§ **TASK INSTRUCTIONS**
What's required is a verbatim printout of all the data.

*** DATA ***

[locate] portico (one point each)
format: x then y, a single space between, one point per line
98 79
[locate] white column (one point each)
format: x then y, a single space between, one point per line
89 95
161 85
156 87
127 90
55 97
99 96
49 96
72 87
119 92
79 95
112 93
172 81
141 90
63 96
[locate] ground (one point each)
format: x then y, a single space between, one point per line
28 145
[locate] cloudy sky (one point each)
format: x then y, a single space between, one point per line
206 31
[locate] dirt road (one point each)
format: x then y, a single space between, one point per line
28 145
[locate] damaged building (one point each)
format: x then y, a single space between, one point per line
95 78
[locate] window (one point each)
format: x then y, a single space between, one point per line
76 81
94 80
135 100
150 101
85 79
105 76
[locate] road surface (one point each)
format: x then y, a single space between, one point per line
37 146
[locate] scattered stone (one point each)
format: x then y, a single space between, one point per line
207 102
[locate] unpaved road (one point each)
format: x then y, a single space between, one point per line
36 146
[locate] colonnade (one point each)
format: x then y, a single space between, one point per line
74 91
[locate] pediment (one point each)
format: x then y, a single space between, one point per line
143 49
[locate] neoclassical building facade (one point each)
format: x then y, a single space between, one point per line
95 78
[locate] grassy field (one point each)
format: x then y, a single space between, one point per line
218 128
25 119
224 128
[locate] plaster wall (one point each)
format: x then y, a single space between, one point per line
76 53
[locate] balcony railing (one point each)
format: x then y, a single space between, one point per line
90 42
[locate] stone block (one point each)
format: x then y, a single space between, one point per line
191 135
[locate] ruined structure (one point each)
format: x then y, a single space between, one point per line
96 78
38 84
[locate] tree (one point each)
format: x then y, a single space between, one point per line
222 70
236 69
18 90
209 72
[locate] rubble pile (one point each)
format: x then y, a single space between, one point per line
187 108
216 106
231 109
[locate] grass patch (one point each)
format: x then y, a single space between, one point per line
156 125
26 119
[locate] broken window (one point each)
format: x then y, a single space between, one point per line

***

§ **OUTPUT BELOW**
[locate] portico (one point each)
format: x then y, a single space between, one point per line
98 79
[locate] white column (one point each)
format: x then y, a single space between, one point per line
89 95
161 85
156 87
127 90
55 97
99 96
49 96
72 87
119 92
79 95
112 93
172 81
141 90
63 96
[locate] ground (one point each)
format: x then y, a single space between, one point per line
28 145
[locate] cloudy sky (one point each)
format: x then y, a single space between, one point per line
206 31
[locate] dirt road (one point each)
format: x then y, a single space between, one point per line
28 145
[locate] damaged building (one point each)
format: x then y, a single space between, one point per line
95 78
[locate] window (one point each)
format: x then y, a single space between, one point per line
76 81
94 80
135 100
150 101
85 79
105 76
[locate] road surface (one point each)
format: x then y, a single space between, one point per line
37 146
[locate] scattered stone (one point each)
format: x then y, a single space between, one point per line
207 102
[locate] unpaved road (one point each)
format: x then y, a single space between, one point per line
36 146
[locate] colonnade (one point each)
format: x then y, a single space between, one point per line
74 91
[locate] pediment (one point each)
format: x then y, a single space between, one point per line
143 49
[locate] neoclassical building facade (one point each)
format: x then y, a single space between, one point per line
95 78
[locate] grassy field (one point each)
format: x then y, a single space between, one point per line
218 128
25 119
224 128
[locate] plaster wall (one point each)
format: x then y, a single space between, one point per line
76 53
[locate] balcony railing (one point each)
format: x then y, a single space between, one point per line
90 42
[locate] stone block (one point each)
format: x then y, a single space between, one point per line
191 135
[locate] ruined structure (one point each)
format: x then y, a single space between, one point per line
96 78
38 84
[locate] tree (one point each)
format: x then y, a single space between, one point per line
222 70
236 69
18 90
209 72
[locate] rubble pile (one point each)
format: x then y, a single space between, one point per line
187 108
216 106
231 109
[locate] grass patch (one point each)
format: x then y, a single space between, one point per line
156 125
26 119
[locate] broken window (one point each)
format: x then y, a single space between, one point per line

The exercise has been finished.